• Task description: Beginning with the line where "For every instance of the blue" appears, repeat every remaining line of the entries exactly, the last line included.

Stored data entries:
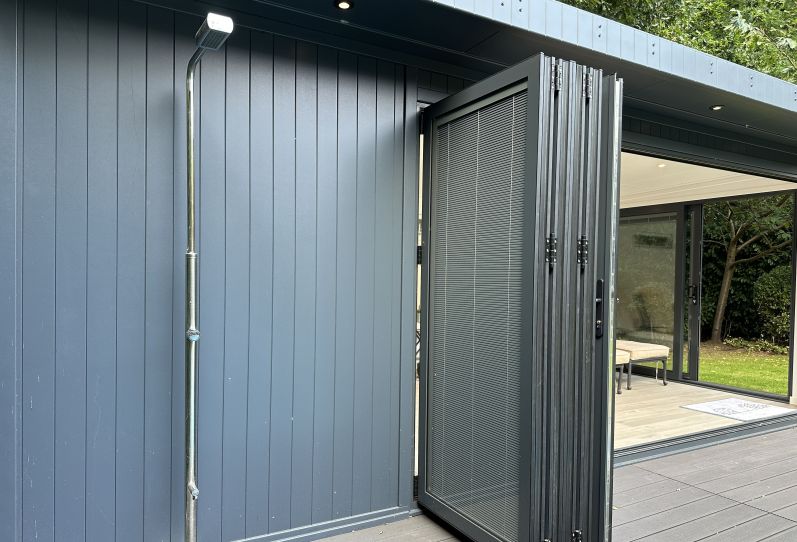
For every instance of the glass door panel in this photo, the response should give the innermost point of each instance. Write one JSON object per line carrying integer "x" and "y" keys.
{"x": 646, "y": 279}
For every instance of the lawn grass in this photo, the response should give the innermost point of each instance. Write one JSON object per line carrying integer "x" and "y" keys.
{"x": 743, "y": 368}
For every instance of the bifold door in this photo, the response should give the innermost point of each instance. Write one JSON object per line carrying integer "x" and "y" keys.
{"x": 516, "y": 370}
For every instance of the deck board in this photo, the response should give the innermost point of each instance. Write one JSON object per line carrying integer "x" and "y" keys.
{"x": 740, "y": 491}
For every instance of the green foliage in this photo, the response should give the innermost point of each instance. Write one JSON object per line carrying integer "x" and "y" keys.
{"x": 759, "y": 345}
{"x": 760, "y": 34}
{"x": 765, "y": 215}
{"x": 772, "y": 297}
{"x": 743, "y": 368}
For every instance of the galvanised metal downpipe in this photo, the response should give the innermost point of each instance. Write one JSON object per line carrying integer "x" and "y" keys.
{"x": 211, "y": 36}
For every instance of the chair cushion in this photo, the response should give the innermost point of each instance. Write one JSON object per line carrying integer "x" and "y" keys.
{"x": 621, "y": 357}
{"x": 639, "y": 351}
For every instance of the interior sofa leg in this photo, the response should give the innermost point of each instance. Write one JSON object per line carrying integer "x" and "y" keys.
{"x": 630, "y": 369}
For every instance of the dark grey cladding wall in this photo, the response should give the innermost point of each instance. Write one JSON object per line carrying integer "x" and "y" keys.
{"x": 307, "y": 238}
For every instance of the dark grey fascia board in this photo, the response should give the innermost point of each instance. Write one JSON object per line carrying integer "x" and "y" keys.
{"x": 573, "y": 26}
{"x": 659, "y": 74}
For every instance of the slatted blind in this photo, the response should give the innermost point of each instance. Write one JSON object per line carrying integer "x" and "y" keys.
{"x": 477, "y": 222}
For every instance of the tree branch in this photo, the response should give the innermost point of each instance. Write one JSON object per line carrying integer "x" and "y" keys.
{"x": 755, "y": 238}
{"x": 764, "y": 254}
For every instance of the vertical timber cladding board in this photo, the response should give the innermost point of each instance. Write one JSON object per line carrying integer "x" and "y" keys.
{"x": 311, "y": 437}
{"x": 473, "y": 330}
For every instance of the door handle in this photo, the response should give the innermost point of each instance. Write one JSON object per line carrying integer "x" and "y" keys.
{"x": 693, "y": 293}
{"x": 599, "y": 319}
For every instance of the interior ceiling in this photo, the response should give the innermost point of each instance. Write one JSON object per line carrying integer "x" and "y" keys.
{"x": 647, "y": 181}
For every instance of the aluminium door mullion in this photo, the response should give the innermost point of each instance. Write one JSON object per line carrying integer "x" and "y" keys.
{"x": 696, "y": 289}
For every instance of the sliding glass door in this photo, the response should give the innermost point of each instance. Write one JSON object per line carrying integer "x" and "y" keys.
{"x": 648, "y": 289}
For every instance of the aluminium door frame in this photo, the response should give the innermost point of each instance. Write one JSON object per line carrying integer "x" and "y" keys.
{"x": 479, "y": 94}
{"x": 608, "y": 172}
{"x": 679, "y": 294}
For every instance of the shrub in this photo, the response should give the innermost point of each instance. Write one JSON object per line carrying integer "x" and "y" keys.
{"x": 772, "y": 298}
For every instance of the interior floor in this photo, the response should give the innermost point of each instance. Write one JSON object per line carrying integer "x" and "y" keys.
{"x": 650, "y": 411}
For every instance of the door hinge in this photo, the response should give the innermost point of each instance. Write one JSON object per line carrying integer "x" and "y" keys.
{"x": 551, "y": 249}
{"x": 588, "y": 84}
{"x": 582, "y": 251}
{"x": 558, "y": 75}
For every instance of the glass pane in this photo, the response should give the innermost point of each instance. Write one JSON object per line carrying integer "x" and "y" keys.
{"x": 746, "y": 293}
{"x": 646, "y": 279}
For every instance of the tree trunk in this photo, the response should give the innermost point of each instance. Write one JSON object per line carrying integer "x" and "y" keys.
{"x": 725, "y": 290}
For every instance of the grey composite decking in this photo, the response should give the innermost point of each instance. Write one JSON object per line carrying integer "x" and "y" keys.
{"x": 742, "y": 491}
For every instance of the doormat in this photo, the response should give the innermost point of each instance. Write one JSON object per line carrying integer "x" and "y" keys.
{"x": 740, "y": 409}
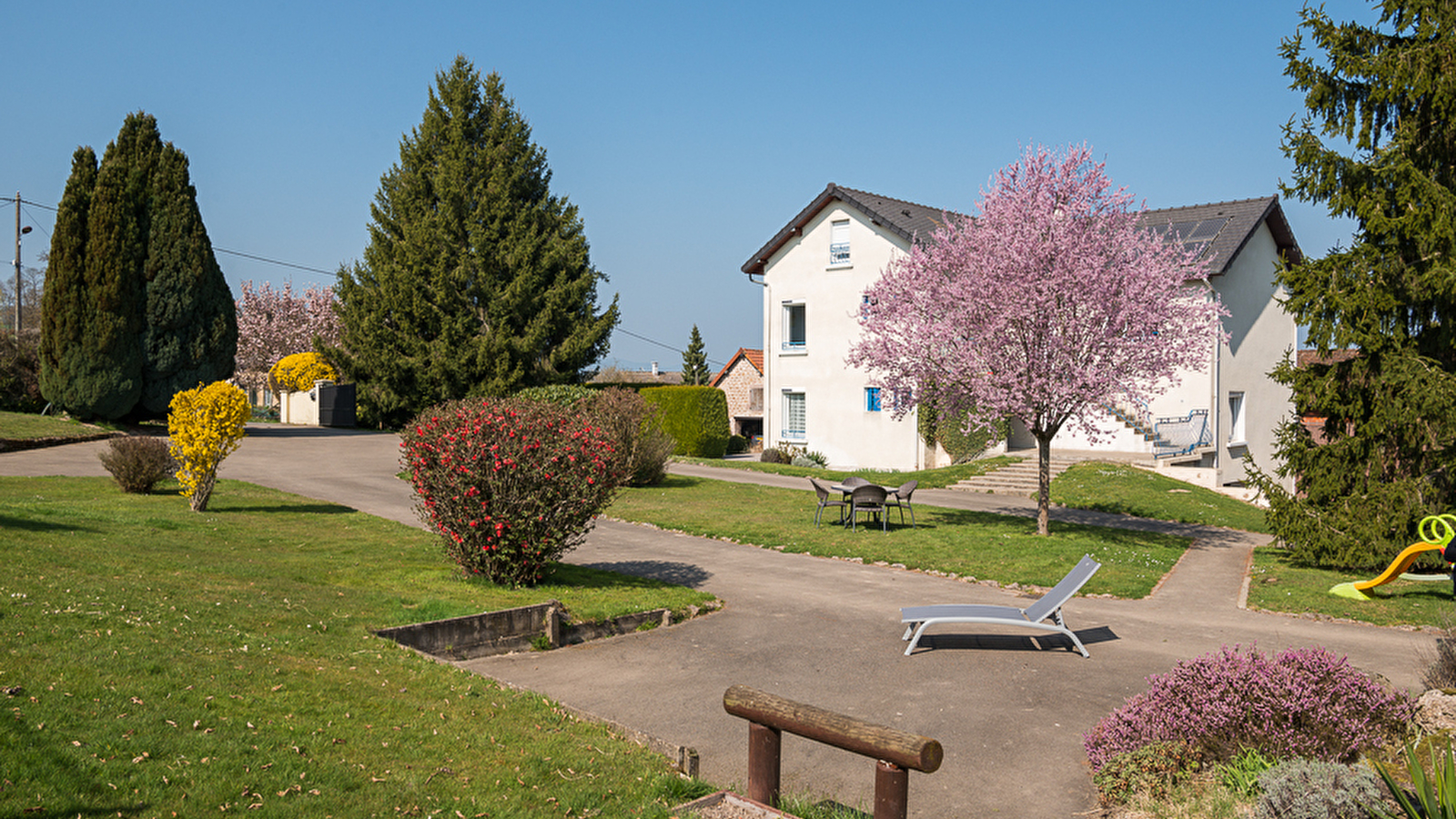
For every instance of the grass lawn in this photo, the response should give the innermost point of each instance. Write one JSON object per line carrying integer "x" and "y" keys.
{"x": 1279, "y": 586}
{"x": 987, "y": 547}
{"x": 1128, "y": 490}
{"x": 167, "y": 663}
{"x": 929, "y": 479}
{"x": 29, "y": 426}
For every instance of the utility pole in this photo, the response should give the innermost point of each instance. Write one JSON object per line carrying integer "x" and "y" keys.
{"x": 18, "y": 234}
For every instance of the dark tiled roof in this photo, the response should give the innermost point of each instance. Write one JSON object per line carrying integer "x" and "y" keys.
{"x": 915, "y": 222}
{"x": 1239, "y": 217}
{"x": 907, "y": 220}
{"x": 752, "y": 356}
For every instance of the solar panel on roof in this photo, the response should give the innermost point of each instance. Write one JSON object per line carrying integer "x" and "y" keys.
{"x": 1208, "y": 229}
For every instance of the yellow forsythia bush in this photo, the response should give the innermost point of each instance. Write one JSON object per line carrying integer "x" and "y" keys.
{"x": 206, "y": 426}
{"x": 298, "y": 372}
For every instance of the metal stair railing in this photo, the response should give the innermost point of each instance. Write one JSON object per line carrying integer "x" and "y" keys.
{"x": 1181, "y": 436}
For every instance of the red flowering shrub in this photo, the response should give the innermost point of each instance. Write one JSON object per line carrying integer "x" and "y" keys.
{"x": 510, "y": 486}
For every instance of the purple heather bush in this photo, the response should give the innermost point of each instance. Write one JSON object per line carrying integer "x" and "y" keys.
{"x": 1302, "y": 703}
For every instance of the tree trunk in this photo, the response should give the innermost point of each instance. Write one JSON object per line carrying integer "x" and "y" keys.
{"x": 1043, "y": 481}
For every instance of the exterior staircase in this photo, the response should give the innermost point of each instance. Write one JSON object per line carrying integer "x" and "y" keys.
{"x": 1018, "y": 479}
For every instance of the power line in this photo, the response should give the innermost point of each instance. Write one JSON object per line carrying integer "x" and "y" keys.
{"x": 53, "y": 208}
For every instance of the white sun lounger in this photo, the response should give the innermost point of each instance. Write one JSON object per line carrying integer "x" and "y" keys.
{"x": 919, "y": 618}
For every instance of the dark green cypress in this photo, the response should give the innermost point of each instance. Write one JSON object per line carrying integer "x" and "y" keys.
{"x": 695, "y": 361}
{"x": 477, "y": 280}
{"x": 191, "y": 318}
{"x": 1390, "y": 411}
{"x": 65, "y": 305}
{"x": 136, "y": 307}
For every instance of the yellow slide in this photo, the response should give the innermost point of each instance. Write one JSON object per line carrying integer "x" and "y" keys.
{"x": 1436, "y": 533}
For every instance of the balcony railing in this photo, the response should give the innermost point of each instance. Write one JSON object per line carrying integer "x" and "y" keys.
{"x": 1181, "y": 436}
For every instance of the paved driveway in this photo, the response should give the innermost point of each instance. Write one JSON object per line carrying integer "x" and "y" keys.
{"x": 1008, "y": 712}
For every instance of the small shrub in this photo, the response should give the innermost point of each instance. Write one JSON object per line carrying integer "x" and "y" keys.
{"x": 1299, "y": 703}
{"x": 21, "y": 372}
{"x": 632, "y": 423}
{"x": 1309, "y": 789}
{"x": 510, "y": 484}
{"x": 1242, "y": 773}
{"x": 206, "y": 424}
{"x": 558, "y": 394}
{"x": 137, "y": 462}
{"x": 298, "y": 372}
{"x": 1150, "y": 770}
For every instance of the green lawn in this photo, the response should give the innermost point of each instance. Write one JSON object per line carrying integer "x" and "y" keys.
{"x": 1280, "y": 586}
{"x": 1128, "y": 490}
{"x": 983, "y": 545}
{"x": 929, "y": 479}
{"x": 29, "y": 426}
{"x": 167, "y": 663}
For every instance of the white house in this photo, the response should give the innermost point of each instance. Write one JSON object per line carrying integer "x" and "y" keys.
{"x": 814, "y": 273}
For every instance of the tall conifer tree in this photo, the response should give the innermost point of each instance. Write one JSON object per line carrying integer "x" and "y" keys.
{"x": 1390, "y": 410}
{"x": 477, "y": 280}
{"x": 136, "y": 307}
{"x": 695, "y": 360}
{"x": 65, "y": 307}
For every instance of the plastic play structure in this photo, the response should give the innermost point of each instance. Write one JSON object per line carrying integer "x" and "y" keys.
{"x": 1436, "y": 533}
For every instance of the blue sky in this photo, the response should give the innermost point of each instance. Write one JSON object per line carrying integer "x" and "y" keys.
{"x": 686, "y": 135}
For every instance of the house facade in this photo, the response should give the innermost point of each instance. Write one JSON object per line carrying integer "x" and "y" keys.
{"x": 814, "y": 273}
{"x": 742, "y": 380}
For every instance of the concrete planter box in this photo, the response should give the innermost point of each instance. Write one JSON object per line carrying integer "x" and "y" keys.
{"x": 511, "y": 630}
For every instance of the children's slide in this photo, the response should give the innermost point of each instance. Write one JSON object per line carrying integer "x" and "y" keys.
{"x": 1436, "y": 533}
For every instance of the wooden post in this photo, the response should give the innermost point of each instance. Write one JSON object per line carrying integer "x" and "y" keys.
{"x": 763, "y": 763}
{"x": 892, "y": 790}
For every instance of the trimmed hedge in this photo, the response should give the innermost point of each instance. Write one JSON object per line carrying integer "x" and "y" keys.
{"x": 695, "y": 416}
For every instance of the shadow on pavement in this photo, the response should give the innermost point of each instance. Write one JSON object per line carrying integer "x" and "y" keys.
{"x": 667, "y": 571}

• Result of the exercise:
For every instance of the blue sky in this photo, the response should give the innermost point of each instance. Write one JSON object per line carrying integer "x" and "y" keys.
{"x": 686, "y": 135}
For every instance of the house facade in this photo, the response should give the innermost point of each instance. Write one JSON object per line carrying integer "x" and "y" keys.
{"x": 814, "y": 273}
{"x": 742, "y": 380}
For every instance of the concrete planter box in this photo, the response should give the innermost point of each instance. Write one JSON object per line carrying integer "x" and "y" keys.
{"x": 511, "y": 630}
For every instance of the children's slide in this photo, the response should give the innermost point of each instance. Write one JSON object per line carrying integer "x" and "y" keys.
{"x": 1436, "y": 533}
For every instance of the wooden post in this photo, the response should give the innermost point of each instance. Write one JSON object per line carrying integer "x" and "y" keys.
{"x": 763, "y": 763}
{"x": 892, "y": 790}
For every instance of the trimmed hedge in this photo, the response should give the innermost point of each instance. Write one JSON object per line carrying integer "x" and "y" keys.
{"x": 695, "y": 416}
For every instance of the shadow on pavement in this photo, the response should give the innermost point of each instance. Write one JSON object per line carrying integer "x" and "y" keys.
{"x": 667, "y": 571}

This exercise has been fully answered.